Written request:
Write out the records below again, replacing each "detection_target" with "object_label" and keeping everything else the same, but leave out the pictures.

Recorded data:
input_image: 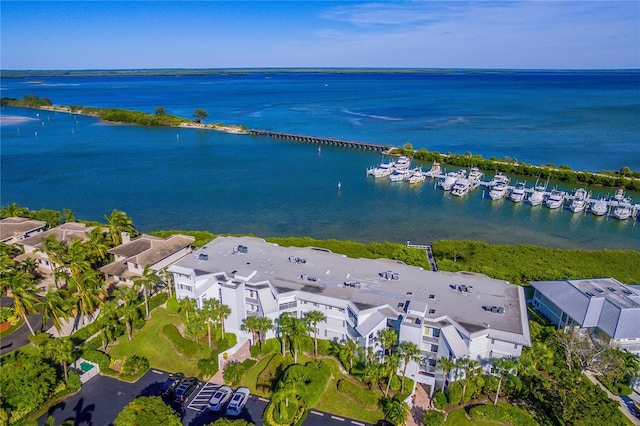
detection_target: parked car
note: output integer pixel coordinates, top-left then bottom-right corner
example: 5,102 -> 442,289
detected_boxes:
160,373 -> 184,396
173,377 -> 198,404
209,386 -> 233,411
227,387 -> 250,416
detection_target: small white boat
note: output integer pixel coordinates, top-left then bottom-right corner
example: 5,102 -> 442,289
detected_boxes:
451,179 -> 471,197
613,205 -> 631,220
569,188 -> 589,213
489,182 -> 508,200
425,161 -> 442,177
469,167 -> 484,182
591,198 -> 609,216
509,182 -> 526,203
545,189 -> 567,209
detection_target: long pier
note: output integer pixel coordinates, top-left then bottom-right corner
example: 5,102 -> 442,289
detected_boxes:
247,130 -> 389,152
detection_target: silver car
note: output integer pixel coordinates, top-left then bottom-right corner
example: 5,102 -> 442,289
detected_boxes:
209,386 -> 233,411
227,387 -> 249,416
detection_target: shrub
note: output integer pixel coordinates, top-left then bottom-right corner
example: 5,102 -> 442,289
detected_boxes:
433,389 -> 447,410
338,379 -> 378,408
422,410 -> 444,426
447,382 -> 462,405
167,295 -> 180,314
162,324 -> 201,358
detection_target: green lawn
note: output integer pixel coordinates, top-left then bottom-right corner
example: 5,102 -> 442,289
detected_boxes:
109,307 -> 208,377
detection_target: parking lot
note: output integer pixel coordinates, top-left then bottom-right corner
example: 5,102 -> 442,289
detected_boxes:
38,370 -> 376,426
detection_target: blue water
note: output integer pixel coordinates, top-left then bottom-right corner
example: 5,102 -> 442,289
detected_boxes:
0,73 -> 640,249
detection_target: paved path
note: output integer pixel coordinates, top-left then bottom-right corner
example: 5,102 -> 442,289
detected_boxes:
584,371 -> 640,426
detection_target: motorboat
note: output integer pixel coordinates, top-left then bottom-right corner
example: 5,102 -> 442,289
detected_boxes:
545,189 -> 567,209
569,188 -> 589,213
425,161 -> 442,177
613,205 -> 631,220
489,182 -> 508,200
591,198 -> 609,216
451,179 -> 471,197
469,167 -> 484,182
509,182 -> 526,203
439,169 -> 467,191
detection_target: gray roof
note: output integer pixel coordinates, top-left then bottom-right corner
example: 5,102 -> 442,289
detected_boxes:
172,237 -> 530,344
531,278 -> 640,339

Result of the task:
input_image: 
object_label: parked car
note: output integer pixel coordinates, top-left then bottom-right corner
example: 5,102 -> 442,289
detected_boxes:
160,373 -> 184,396
173,377 -> 198,404
209,386 -> 233,411
227,387 -> 250,416
object_label: small white boat
note: output integer pixel coordinates, top-left then bottom-right corner
example: 5,102 -> 442,289
detected_boxes:
451,179 -> 471,197
613,205 -> 631,220
569,188 -> 589,213
489,182 -> 508,200
425,161 -> 442,177
469,167 -> 484,182
591,198 -> 609,216
509,182 -> 526,203
545,189 -> 567,209
object_label: long pier
note: output integer pixel coordinates, top-left then bottom-right corner
example: 5,102 -> 442,289
detected_boxes:
247,130 -> 389,152
object_label: silver car
note: output integer pixel coordinates, top-left then bottom-right corner
example: 5,102 -> 442,289
detected_boxes:
209,386 -> 233,411
227,387 -> 249,416
object_label: shrub
note: output integer pixel coordinates, top-left then bottom-right corner
example: 5,102 -> 442,289
detected_boxes:
433,389 -> 447,410
338,379 -> 378,408
422,410 -> 444,426
447,382 -> 462,405
167,295 -> 180,314
162,324 -> 201,358
object_label: green lawn
note: output integer pixel coordinates, top-left then bottom-right corner
example: 5,102 -> 442,289
detected_boxes:
109,307 -> 208,377
object_label: parking lot
note: output integer pixel coordinates, top-left then bottom-right corner
example: 5,102 -> 442,289
detected_boxes:
38,370 -> 376,426
object_label: blue water
note: output integer pixel coordinates, top-left then bottom-right corner
example: 5,102 -> 442,289
detected_boxes:
0,73 -> 640,249
object_label: paved path
note: output integer pixel coordinates, top-left then bottom-right corner
example: 5,102 -> 442,289
detected_boxes:
584,371 -> 640,426
object_label: motorboat
note: output integer pixel coordinates, top-left then bottom-right corner
example: 5,102 -> 442,289
detected_boxes:
545,189 -> 567,209
569,188 -> 589,213
425,161 -> 442,177
613,205 -> 631,220
489,182 -> 508,200
591,198 -> 609,216
451,179 -> 471,197
469,167 -> 484,182
509,182 -> 526,203
439,169 -> 467,191
object_label: gray roof
note: output integer pixel coordinates, top-left then bottom-right corner
example: 5,102 -> 442,289
detected_boxes:
172,237 -> 530,344
531,278 -> 640,339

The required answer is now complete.